_TASK OBJECTIVE_: Starting at the line that contains "In this exercise you will mark the wispy" and ending at the end of the entries, rewrite every line, requests included. Add 113 to each coordinate in the answers.

BEGIN RECORDS TO PROCESS

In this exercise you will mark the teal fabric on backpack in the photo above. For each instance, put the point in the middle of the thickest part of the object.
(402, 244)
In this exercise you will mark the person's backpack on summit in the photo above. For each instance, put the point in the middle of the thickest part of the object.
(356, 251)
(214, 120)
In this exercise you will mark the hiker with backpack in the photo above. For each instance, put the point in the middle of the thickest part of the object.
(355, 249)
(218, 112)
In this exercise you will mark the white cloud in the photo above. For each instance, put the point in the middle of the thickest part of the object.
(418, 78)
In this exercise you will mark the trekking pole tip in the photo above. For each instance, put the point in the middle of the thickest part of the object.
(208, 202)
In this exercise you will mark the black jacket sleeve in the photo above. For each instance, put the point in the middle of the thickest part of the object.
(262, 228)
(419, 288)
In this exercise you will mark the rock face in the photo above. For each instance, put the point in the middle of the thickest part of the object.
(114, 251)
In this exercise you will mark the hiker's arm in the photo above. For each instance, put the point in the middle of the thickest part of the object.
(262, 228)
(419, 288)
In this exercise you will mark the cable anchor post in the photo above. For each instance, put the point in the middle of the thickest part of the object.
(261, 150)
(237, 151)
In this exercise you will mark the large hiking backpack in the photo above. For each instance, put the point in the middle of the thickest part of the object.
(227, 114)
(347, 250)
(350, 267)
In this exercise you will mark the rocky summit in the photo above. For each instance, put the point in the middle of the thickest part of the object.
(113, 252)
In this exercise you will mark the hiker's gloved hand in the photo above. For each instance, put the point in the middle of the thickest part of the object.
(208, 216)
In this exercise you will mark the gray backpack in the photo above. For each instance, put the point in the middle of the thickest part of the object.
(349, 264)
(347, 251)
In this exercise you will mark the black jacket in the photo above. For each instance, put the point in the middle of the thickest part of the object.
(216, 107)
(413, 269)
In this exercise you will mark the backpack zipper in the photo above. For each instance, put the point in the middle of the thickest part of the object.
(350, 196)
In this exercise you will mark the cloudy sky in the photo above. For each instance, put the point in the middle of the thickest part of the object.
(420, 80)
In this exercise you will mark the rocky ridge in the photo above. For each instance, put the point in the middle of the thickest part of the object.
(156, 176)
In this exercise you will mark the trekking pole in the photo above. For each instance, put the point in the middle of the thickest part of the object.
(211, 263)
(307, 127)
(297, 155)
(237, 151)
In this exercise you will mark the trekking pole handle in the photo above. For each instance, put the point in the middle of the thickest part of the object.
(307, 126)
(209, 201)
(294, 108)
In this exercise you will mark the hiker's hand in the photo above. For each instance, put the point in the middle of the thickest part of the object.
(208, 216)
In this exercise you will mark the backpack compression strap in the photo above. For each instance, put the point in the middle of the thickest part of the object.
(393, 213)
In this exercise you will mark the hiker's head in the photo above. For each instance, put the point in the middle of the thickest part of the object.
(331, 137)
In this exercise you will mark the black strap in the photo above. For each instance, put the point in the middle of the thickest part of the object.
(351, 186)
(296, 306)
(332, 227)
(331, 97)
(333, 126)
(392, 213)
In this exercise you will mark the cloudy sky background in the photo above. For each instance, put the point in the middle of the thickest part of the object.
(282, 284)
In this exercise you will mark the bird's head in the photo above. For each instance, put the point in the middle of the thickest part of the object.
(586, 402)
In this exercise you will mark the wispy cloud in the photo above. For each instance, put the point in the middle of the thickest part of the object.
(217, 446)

END RECORDS TO PROCESS

_RESULT_:
In this exercise you will mark the wispy cloud in the photo above. For each instance, put the point in the middle of the thickest part of the object.
(330, 559)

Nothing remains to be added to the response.